Records from a dataset:
──────────
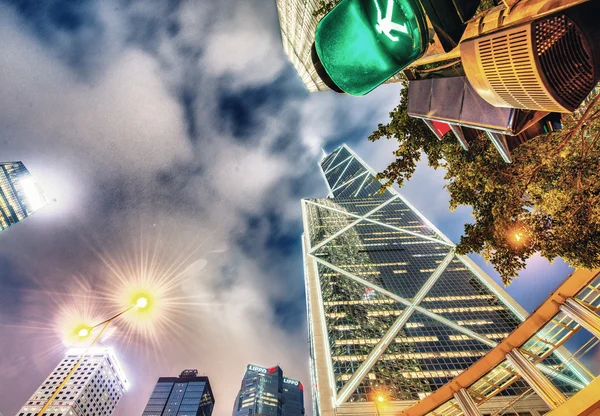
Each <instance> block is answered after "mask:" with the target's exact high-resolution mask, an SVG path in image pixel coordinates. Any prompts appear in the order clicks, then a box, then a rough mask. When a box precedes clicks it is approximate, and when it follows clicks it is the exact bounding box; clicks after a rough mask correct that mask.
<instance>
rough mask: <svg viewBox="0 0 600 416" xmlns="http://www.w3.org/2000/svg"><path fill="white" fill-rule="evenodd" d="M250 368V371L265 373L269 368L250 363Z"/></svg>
mask: <svg viewBox="0 0 600 416" xmlns="http://www.w3.org/2000/svg"><path fill="white" fill-rule="evenodd" d="M248 370H249V371H255V372H257V373H263V374H267V369H266V368H263V367H258V366H256V365H249V366H248Z"/></svg>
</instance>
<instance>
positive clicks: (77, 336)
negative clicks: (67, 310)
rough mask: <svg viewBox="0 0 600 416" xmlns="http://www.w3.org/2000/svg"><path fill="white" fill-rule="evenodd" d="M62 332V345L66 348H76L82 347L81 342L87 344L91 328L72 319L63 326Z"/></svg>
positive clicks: (86, 325) (88, 326) (80, 322)
mask: <svg viewBox="0 0 600 416" xmlns="http://www.w3.org/2000/svg"><path fill="white" fill-rule="evenodd" d="M62 332H63V336H62V338H63V343H64V344H65V345H66V346H70V347H76V346H78V345H83V344H82V343H83V342H87V340H88V338H89V336H90V334H91V333H92V327H91V325H88V324H87V323H85V321H83V322H82V321H80V320H76V318H73V321H72V322H71V323H69V324H68V325H67V326H65V327H64V330H63V331H62Z"/></svg>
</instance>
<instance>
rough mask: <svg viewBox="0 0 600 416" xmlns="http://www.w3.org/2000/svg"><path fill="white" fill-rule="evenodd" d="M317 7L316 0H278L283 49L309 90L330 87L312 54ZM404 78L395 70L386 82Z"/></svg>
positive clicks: (298, 74) (315, 27) (279, 16)
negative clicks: (311, 50)
mask: <svg viewBox="0 0 600 416" xmlns="http://www.w3.org/2000/svg"><path fill="white" fill-rule="evenodd" d="M317 8H318V1H317V0H277V13H278V15H279V26H280V30H281V41H282V43H283V50H284V51H285V53H286V55H287V56H288V58H289V60H290V62H291V63H292V65H293V66H294V68H296V71H298V75H300V78H301V79H302V82H303V83H304V85H305V86H306V88H307V89H308V90H309V91H310V92H315V91H326V90H328V89H329V88H328V87H327V85H325V83H324V82H323V81H322V80H321V78H320V77H319V75H318V74H317V71H316V69H315V66H314V65H313V62H312V58H311V49H312V45H313V43H314V42H315V30H316V29H317V23H318V22H319V20H320V18H319V17H317V16H315V15H314V12H315V10H317ZM403 79H404V78H403V77H402V76H401V75H400V74H397V75H395V76H393V77H392V78H390V79H389V80H388V81H386V83H393V82H399V81H402V80H403Z"/></svg>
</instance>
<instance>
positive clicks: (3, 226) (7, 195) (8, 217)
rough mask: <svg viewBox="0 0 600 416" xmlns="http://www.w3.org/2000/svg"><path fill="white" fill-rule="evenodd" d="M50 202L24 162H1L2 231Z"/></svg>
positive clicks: (0, 169) (0, 227) (1, 218)
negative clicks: (33, 177)
mask: <svg viewBox="0 0 600 416" xmlns="http://www.w3.org/2000/svg"><path fill="white" fill-rule="evenodd" d="M49 203H50V201H49V200H48V198H47V197H46V194H44V192H43V191H42V190H41V189H40V187H39V186H38V185H37V184H36V183H35V181H34V180H33V177H32V176H31V174H30V173H29V171H28V170H27V168H25V165H23V163H22V162H5V163H0V231H2V230H4V229H6V228H8V227H10V226H11V225H14V224H16V223H18V222H19V221H22V220H23V219H25V218H27V217H28V216H30V215H31V214H33V213H34V212H36V211H37V210H39V209H41V208H43V207H45V206H46V205H48V204H49Z"/></svg>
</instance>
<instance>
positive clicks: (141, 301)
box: [135, 297, 148, 309]
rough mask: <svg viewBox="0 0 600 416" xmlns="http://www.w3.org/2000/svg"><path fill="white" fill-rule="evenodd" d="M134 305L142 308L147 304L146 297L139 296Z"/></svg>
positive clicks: (147, 301) (140, 307)
mask: <svg viewBox="0 0 600 416" xmlns="http://www.w3.org/2000/svg"><path fill="white" fill-rule="evenodd" d="M135 306H137V307H138V308H140V309H144V308H145V307H146V306H148V299H147V298H145V297H141V298H139V299H138V300H137V301H136V302H135Z"/></svg>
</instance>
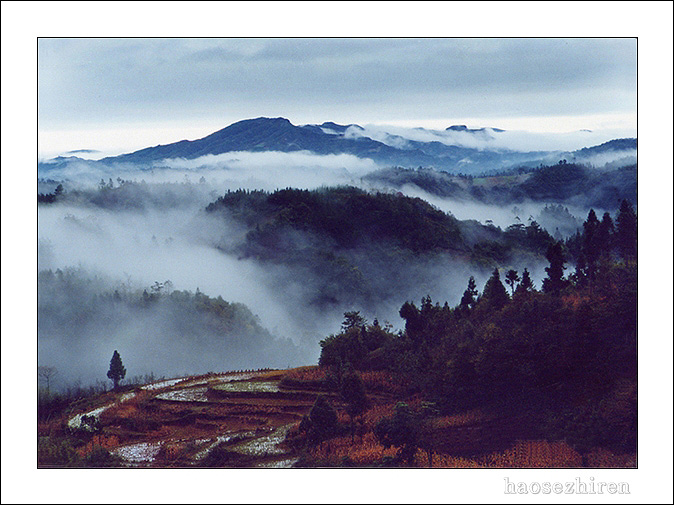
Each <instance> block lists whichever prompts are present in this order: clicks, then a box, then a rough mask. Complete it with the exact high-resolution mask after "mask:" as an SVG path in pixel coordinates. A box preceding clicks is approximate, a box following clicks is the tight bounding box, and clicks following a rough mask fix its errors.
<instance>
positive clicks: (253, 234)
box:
──────────
» **Task to carry out**
Once the pictures are removed, write out all of the entries above exactly.

» **Solution to this problem**
Each <instance> block is answered after "mask:" with the target's exact high-resolution mask, an SVG path in image pixel coordinates. Any prompts appear in the order clicks, then a box, then a rough mask. When a box precedes clicks it is approximate, and when it follows clicks it is the exact bounding box; clicks after a rough mask correct that mask.
<instance>
rough mask: <svg viewBox="0 0 600 416" xmlns="http://www.w3.org/2000/svg"><path fill="white" fill-rule="evenodd" d="M250 368V371L265 373L269 368L250 363Z"/></svg>
mask: <svg viewBox="0 0 600 416" xmlns="http://www.w3.org/2000/svg"><path fill="white" fill-rule="evenodd" d="M248 370H249V371H255V372H257V373H263V374H267V369H266V368H263V367H258V366H256V365H249V366H248Z"/></svg>
</instance>
<instance>
positive clicks: (77, 336)
negative clicks: (67, 310)
rough mask: <svg viewBox="0 0 600 416" xmlns="http://www.w3.org/2000/svg"><path fill="white" fill-rule="evenodd" d="M62 332V345L66 348H76L82 347L81 342L87 344L91 328L72 319L63 326Z"/></svg>
positive clicks: (86, 325) (88, 326) (80, 322)
mask: <svg viewBox="0 0 600 416" xmlns="http://www.w3.org/2000/svg"><path fill="white" fill-rule="evenodd" d="M62 332H63V336H62V338H63V343H64V344H65V345H66V346H70V347H76V346H78V345H83V344H82V343H83V342H87V340H88V338H89V336H90V334H91V333H92V327H91V325H88V324H87V323H85V321H83V322H82V321H80V320H76V318H73V321H72V322H71V323H69V324H68V325H67V326H65V327H64V330H63V331H62Z"/></svg>
</instance>
<instance>
rough mask: <svg viewBox="0 0 600 416" xmlns="http://www.w3.org/2000/svg"><path fill="white" fill-rule="evenodd" d="M317 7L316 0H278L283 49L309 90L330 87L312 54ZM404 78L395 70L386 82Z"/></svg>
positive clicks: (298, 74) (315, 27) (279, 16)
negative clicks: (311, 50)
mask: <svg viewBox="0 0 600 416" xmlns="http://www.w3.org/2000/svg"><path fill="white" fill-rule="evenodd" d="M317 8H318V1H317V0H277V13H278V15H279V26H280V30H281V41H282V43H283V50H284V51H285V53H286V55H287V56H288V58H289V60H290V62H291V63H292V65H293V66H294V68H296V71H298V75H300V78H301V79H302V82H303V83H304V85H305V86H306V88H307V89H308V90H309V91H310V92H315V91H326V90H328V89H329V88H328V87H327V85H325V83H324V82H323V81H322V80H321V78H320V77H319V75H318V74H317V71H316V69H315V66H314V65H313V62H312V58H311V49H312V45H313V43H314V42H315V30H316V29H317V23H318V22H319V20H320V18H319V17H317V16H315V15H314V12H315V10H317ZM403 79H404V78H403V77H402V76H401V75H400V74H397V75H395V76H393V77H392V78H390V79H389V80H388V81H386V83H393V82H399V81H402V80H403Z"/></svg>
</instance>
<instance>
positive clicks: (3, 226) (7, 195) (8, 217)
rough mask: <svg viewBox="0 0 600 416" xmlns="http://www.w3.org/2000/svg"><path fill="white" fill-rule="evenodd" d="M50 202L24 162H1L2 231Z"/></svg>
positive clicks: (0, 169) (0, 227) (1, 218)
negative clicks: (33, 177)
mask: <svg viewBox="0 0 600 416" xmlns="http://www.w3.org/2000/svg"><path fill="white" fill-rule="evenodd" d="M49 203H50V201H49V200H48V198H47V197H46V194H44V192H43V191H42V190H41V189H40V187H39V186H38V185H37V184H36V183H35V181H34V180H33V177H32V176H31V174H30V173H29V171H28V170H27V168H25V165H23V163H22V162H5V163H0V231H2V230H4V229H6V228H8V227H10V226H11V225H14V224H16V223H18V222H19V221H22V220H23V219H25V218H27V217H28V216H30V215H31V214H33V213H34V212H36V211H37V210H39V209H41V208H43V207H45V206H46V205H48V204H49Z"/></svg>
</instance>
<instance>
positive clicks: (141, 301)
box: [135, 297, 148, 309]
rough mask: <svg viewBox="0 0 600 416" xmlns="http://www.w3.org/2000/svg"><path fill="white" fill-rule="evenodd" d="M134 305L142 308L147 304L146 297L139 296Z"/></svg>
positive clicks: (147, 301) (140, 307)
mask: <svg viewBox="0 0 600 416" xmlns="http://www.w3.org/2000/svg"><path fill="white" fill-rule="evenodd" d="M135 306H137V307H138V308H140V309H144V308H145V307H146V306H148V299H147V298H145V297H141V298H139V299H138V300H137V301H136V302H135Z"/></svg>
</instance>
Each <instance> block lists whichever prompts are present in this order: clicks, then a box, then a rough mask. Complete it with the exact high-resolution mask after "mask:" as an SVG path in pixel coordinates. A box preceding clicks is approximate, a box following clicks is the tight bounding box, and clicks following a rough mask fix its errors.
<instance>
positive clicks: (253, 234)
box:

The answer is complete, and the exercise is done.